▶ Data to process
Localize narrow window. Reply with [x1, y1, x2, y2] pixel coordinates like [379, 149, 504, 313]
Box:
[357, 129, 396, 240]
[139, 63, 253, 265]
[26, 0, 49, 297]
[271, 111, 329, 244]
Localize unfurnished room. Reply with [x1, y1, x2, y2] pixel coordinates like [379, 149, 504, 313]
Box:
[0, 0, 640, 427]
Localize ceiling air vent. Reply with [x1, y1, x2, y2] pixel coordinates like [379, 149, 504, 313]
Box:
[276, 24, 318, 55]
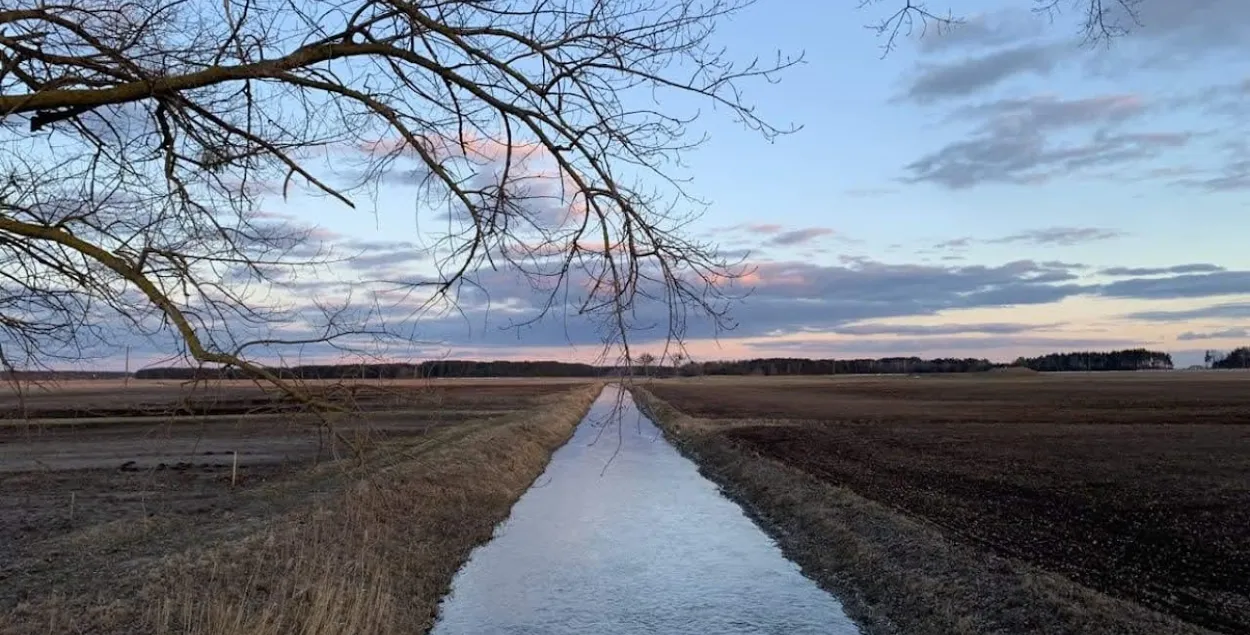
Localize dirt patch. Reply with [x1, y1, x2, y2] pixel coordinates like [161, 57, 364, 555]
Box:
[650, 373, 1250, 424]
[0, 381, 594, 634]
[649, 374, 1250, 633]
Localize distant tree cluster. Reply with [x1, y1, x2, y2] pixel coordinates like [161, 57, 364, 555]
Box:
[678, 358, 994, 375]
[119, 348, 1200, 380]
[1013, 349, 1173, 371]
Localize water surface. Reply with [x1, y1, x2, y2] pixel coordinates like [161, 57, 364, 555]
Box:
[433, 386, 859, 635]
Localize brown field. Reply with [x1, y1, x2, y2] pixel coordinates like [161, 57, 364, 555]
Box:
[649, 373, 1250, 633]
[0, 379, 595, 635]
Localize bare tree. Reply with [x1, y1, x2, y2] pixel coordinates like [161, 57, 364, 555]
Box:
[638, 353, 655, 378]
[0, 0, 1150, 383]
[859, 0, 1145, 55]
[0, 0, 795, 381]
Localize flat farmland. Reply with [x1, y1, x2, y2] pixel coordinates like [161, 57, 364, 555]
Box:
[649, 373, 1250, 633]
[0, 379, 595, 633]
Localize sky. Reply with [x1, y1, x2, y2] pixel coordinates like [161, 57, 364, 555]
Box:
[131, 0, 1250, 366]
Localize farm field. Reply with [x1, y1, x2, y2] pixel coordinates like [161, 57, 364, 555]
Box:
[0, 379, 596, 633]
[648, 373, 1250, 633]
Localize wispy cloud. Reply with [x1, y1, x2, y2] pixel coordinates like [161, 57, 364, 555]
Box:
[1099, 263, 1224, 276]
[769, 228, 834, 246]
[1176, 328, 1250, 341]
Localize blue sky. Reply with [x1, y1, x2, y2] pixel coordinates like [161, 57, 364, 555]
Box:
[129, 0, 1250, 365]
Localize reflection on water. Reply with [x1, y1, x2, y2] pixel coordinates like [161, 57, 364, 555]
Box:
[433, 386, 859, 635]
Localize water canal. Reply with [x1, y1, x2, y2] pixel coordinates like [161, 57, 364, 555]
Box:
[433, 385, 859, 635]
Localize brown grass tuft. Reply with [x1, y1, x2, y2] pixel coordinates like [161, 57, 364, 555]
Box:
[0, 385, 601, 635]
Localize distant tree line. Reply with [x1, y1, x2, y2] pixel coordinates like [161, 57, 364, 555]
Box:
[1013, 349, 1173, 371]
[135, 360, 611, 380]
[108, 348, 1200, 380]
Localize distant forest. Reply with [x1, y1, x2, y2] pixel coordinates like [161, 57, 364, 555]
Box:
[105, 349, 1190, 380]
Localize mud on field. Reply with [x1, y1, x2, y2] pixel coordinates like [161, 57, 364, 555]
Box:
[650, 374, 1250, 633]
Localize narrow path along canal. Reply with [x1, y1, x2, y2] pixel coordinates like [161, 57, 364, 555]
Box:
[433, 385, 859, 635]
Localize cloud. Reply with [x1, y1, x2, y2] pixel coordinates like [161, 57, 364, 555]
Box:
[916, 10, 1041, 55]
[769, 228, 834, 246]
[834, 323, 1063, 336]
[748, 336, 1146, 358]
[933, 226, 1125, 250]
[1176, 328, 1250, 341]
[1121, 303, 1250, 323]
[1105, 0, 1250, 60]
[843, 188, 899, 199]
[1099, 263, 1224, 276]
[990, 228, 1124, 246]
[1099, 271, 1250, 300]
[905, 44, 1059, 104]
[904, 95, 1194, 190]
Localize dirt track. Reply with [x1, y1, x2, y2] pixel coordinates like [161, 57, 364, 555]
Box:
[0, 380, 590, 625]
[651, 374, 1250, 633]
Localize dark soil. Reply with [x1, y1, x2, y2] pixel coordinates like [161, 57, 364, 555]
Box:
[651, 375, 1250, 633]
[0, 381, 587, 615]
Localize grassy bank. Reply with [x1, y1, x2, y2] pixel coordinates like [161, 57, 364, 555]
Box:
[636, 390, 1209, 635]
[0, 385, 600, 635]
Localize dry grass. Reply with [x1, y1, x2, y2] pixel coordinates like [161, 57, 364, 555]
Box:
[639, 378, 1241, 635]
[0, 384, 599, 635]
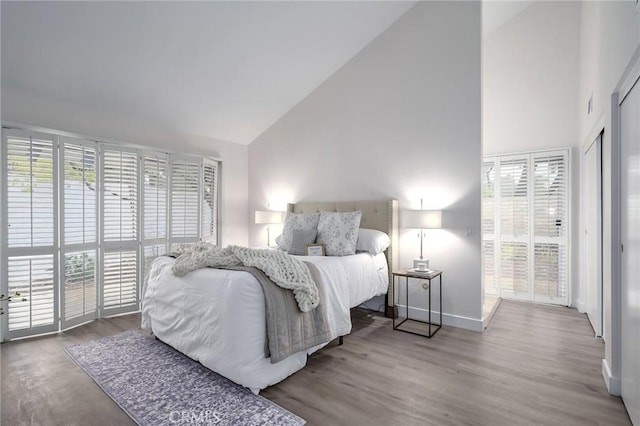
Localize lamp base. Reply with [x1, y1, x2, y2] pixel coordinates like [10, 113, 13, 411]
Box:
[413, 259, 429, 269]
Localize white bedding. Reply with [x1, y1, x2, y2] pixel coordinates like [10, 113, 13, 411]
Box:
[142, 253, 388, 393]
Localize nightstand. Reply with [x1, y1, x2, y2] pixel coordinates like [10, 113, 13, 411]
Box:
[391, 269, 442, 338]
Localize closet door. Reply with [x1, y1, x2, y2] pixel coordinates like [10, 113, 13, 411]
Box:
[620, 75, 640, 425]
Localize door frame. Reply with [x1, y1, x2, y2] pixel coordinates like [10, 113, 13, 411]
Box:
[602, 46, 640, 395]
[577, 130, 605, 338]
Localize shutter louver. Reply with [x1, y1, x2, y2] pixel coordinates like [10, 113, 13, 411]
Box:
[7, 255, 55, 332]
[171, 159, 200, 241]
[201, 160, 218, 244]
[63, 143, 97, 245]
[102, 250, 138, 309]
[499, 158, 530, 299]
[64, 250, 97, 321]
[500, 159, 529, 237]
[103, 149, 138, 241]
[533, 153, 569, 304]
[534, 155, 567, 237]
[500, 242, 529, 298]
[482, 151, 570, 305]
[61, 138, 98, 328]
[6, 137, 55, 248]
[144, 157, 168, 240]
[143, 155, 169, 274]
[482, 240, 499, 295]
[482, 161, 496, 235]
[2, 130, 58, 338]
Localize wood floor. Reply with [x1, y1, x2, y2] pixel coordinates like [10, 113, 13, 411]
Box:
[0, 301, 631, 426]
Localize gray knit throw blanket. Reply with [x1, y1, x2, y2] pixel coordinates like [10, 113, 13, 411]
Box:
[172, 242, 320, 312]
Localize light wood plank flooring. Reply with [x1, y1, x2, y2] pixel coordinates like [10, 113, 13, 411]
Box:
[0, 301, 630, 425]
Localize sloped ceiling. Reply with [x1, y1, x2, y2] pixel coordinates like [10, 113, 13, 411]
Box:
[482, 0, 535, 36]
[1, 1, 415, 144]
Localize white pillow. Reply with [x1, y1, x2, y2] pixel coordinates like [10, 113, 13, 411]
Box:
[276, 212, 320, 252]
[356, 228, 391, 256]
[316, 210, 362, 256]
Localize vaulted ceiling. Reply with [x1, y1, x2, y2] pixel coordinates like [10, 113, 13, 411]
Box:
[1, 1, 415, 144]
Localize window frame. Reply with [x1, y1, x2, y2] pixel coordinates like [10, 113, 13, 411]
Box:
[0, 122, 222, 341]
[482, 148, 572, 306]
[0, 127, 60, 341]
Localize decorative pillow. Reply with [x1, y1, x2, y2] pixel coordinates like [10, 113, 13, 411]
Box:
[356, 228, 391, 256]
[316, 210, 362, 256]
[288, 229, 318, 256]
[276, 213, 320, 252]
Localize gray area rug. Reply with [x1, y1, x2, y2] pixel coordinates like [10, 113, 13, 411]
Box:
[66, 330, 306, 426]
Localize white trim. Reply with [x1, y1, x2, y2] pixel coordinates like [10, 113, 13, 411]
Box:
[2, 120, 222, 162]
[602, 359, 620, 396]
[603, 41, 640, 395]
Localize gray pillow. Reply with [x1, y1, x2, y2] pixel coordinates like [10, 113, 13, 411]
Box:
[276, 213, 320, 252]
[288, 229, 318, 256]
[316, 210, 362, 256]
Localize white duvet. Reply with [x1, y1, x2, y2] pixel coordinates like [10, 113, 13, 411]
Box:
[142, 253, 389, 393]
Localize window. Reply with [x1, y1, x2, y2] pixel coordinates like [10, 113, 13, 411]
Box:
[482, 151, 569, 305]
[0, 125, 220, 340]
[143, 153, 169, 271]
[2, 131, 58, 337]
[60, 138, 98, 328]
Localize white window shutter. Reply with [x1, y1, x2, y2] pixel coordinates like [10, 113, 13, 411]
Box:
[482, 151, 570, 305]
[201, 159, 218, 244]
[102, 250, 138, 311]
[170, 157, 200, 243]
[499, 156, 530, 299]
[481, 159, 500, 296]
[5, 137, 55, 248]
[102, 148, 138, 241]
[63, 249, 98, 322]
[533, 151, 569, 304]
[101, 146, 141, 315]
[62, 141, 98, 245]
[143, 153, 169, 272]
[60, 138, 98, 328]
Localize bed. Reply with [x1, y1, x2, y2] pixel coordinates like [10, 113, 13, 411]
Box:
[142, 200, 397, 393]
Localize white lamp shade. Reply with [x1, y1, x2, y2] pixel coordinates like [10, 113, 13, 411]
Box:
[402, 210, 442, 229]
[255, 210, 282, 225]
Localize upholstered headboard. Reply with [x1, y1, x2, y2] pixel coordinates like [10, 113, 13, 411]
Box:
[287, 200, 398, 312]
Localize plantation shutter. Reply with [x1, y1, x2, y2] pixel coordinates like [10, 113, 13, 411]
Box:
[102, 145, 139, 315]
[533, 152, 568, 303]
[482, 150, 570, 305]
[482, 159, 499, 295]
[2, 129, 58, 338]
[201, 159, 218, 244]
[499, 157, 530, 299]
[143, 154, 169, 271]
[60, 138, 98, 328]
[170, 157, 201, 248]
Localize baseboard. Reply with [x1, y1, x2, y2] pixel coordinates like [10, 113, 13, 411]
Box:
[397, 305, 484, 331]
[602, 359, 620, 396]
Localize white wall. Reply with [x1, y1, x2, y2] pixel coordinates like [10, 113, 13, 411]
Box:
[249, 2, 482, 328]
[482, 2, 580, 154]
[482, 2, 580, 306]
[578, 1, 640, 393]
[1, 86, 248, 245]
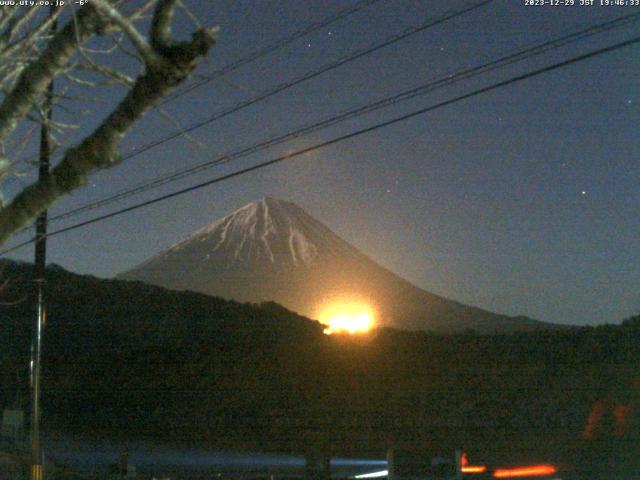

▶ Required task
Reproduce the records word for word, starting at the very beginning of the records and ending at the line that contains "[0, 379, 595, 635]", with both of those lines included. Leave the pictures out of your answer.

▶ Full answer
Localize narrow window. Reply with [x1, y1, x2, y2] pixel coordinates like [379, 149, 504, 313]
Box:
[357, 129, 396, 240]
[139, 63, 253, 265]
[26, 0, 49, 297]
[271, 111, 329, 244]
Localize unfurnished room. Reply with [x1, y1, x2, y2] pixel coordinates like [379, 149, 504, 313]
Box:
[0, 0, 640, 427]
Localize ceiling air vent. Reply with [x1, y1, x2, y2] pixel coordinates like [379, 149, 504, 313]
Box:
[276, 24, 318, 55]
Localize dirt patch. Reply with [x1, y1, x2, y2] pixel coordinates like [161, 57, 364, 555]
Box:
[650, 373, 1250, 424]
[0, 381, 594, 634]
[649, 374, 1250, 633]
Localize distant tree cluster. Reply with [x1, y1, x2, y2] pixel coordinates like [161, 57, 364, 555]
Box:
[678, 358, 994, 375]
[119, 348, 1200, 380]
[1013, 349, 1173, 371]
Localize water surface. Reply with [x1, y1, x2, y2] pixel coordinates like [161, 57, 364, 555]
Box:
[433, 386, 859, 635]
Localize brown field. Reply with [x1, y1, x2, y2] pixel coordinates like [161, 57, 364, 555]
Box:
[649, 373, 1250, 633]
[0, 379, 595, 635]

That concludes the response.